** Start **

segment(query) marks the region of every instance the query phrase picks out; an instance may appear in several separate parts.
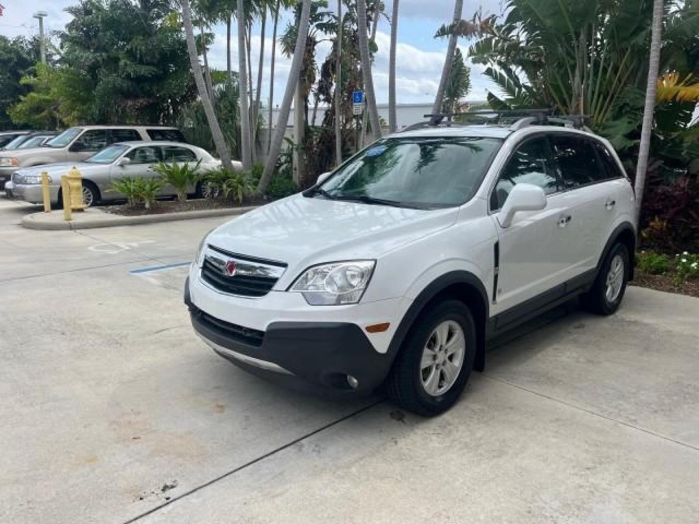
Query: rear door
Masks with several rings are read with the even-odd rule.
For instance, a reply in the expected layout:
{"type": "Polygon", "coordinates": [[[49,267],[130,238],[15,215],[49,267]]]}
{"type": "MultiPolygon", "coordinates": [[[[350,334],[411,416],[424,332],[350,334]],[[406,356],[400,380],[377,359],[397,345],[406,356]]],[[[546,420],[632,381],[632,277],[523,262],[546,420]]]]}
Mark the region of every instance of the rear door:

** End **
** Start **

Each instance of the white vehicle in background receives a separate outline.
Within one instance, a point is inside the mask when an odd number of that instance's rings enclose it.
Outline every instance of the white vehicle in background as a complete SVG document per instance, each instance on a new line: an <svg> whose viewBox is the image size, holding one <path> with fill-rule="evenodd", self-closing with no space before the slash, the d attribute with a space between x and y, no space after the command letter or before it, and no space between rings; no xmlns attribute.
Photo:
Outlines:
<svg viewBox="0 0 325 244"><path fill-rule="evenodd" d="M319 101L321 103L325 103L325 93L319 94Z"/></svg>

** End **

> [What to produce]
Copy out the stretch of the listing from the line containing "Each instance of" through the line containing "101L321 103L325 103L325", both included, reproducing each line precisely.

> [Answer for the task]
Each instance of the white vehicle in background receives a separate outline.
Within one instance, a point is inside the mask when an odd number of that instance's rings enclose it.
Outline every instance of the white vehicle in background as a complete SVG document per instance, each instance on a new line: an <svg> whose viewBox is the image size, holding one <path> with fill-rule="evenodd", self-closing with no space before the slash, the d attribute with a space between x and y, no space after the command letter or before it, and no space between rings; no xmlns attribute.
Photo:
Outlines:
<svg viewBox="0 0 325 244"><path fill-rule="evenodd" d="M319 101L321 103L325 103L325 93L319 94Z"/></svg>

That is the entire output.